EXERCISE PROMPT: Update everything from the start of the records down to the line "positive clicks: (543, 127)" by changing "rough mask" to "coarse mask" wherever it appears, keeping all else the same.

EXCERPTED DATA:
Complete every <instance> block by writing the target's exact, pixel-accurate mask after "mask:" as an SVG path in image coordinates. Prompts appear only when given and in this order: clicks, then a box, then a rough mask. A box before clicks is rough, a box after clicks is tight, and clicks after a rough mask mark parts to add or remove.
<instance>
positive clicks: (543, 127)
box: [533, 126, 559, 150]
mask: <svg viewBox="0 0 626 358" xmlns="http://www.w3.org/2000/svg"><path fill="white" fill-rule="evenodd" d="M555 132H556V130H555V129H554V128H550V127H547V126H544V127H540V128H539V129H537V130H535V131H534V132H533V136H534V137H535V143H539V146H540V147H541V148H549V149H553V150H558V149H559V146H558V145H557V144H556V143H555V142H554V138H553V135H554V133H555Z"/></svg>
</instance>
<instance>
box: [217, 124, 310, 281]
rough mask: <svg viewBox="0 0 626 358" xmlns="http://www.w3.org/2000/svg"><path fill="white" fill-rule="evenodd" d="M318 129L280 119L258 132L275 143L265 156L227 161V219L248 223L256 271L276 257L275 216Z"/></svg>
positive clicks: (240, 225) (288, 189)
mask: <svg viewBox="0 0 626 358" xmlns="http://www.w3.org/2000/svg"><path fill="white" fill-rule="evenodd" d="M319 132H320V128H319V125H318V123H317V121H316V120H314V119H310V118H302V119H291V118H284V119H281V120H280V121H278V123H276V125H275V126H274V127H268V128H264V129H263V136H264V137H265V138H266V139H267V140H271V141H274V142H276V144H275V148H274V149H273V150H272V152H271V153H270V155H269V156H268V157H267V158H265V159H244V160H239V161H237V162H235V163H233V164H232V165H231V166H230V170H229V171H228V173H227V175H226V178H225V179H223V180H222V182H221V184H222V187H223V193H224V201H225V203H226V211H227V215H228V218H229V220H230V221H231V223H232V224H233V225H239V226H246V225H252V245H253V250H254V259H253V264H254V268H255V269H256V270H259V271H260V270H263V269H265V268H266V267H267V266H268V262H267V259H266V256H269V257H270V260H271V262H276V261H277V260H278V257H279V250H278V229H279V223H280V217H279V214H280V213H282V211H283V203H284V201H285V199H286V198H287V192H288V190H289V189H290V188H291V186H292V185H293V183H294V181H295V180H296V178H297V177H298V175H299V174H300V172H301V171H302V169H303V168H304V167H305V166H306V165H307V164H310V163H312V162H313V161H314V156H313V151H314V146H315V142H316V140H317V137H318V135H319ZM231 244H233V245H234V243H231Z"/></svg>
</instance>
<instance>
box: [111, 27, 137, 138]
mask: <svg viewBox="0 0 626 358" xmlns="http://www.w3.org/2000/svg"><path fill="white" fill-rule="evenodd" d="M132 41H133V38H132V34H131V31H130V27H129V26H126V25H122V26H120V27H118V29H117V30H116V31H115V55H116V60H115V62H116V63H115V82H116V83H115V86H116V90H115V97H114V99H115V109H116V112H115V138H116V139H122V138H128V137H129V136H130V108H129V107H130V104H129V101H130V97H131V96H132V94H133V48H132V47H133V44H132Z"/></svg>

OUTPUT BELOW:
Complete every <instance> block by writing the target's exact, pixel-accurate mask after "mask:" as an SVG path in image coordinates. Prompts appear only when given and in this order: clicks, then a box, then a coarse mask. A box before clicks is rough, a box after clicks is tight, and clicks after a coarse mask mark parts to add or remove.
<instance>
positive clicks: (543, 127)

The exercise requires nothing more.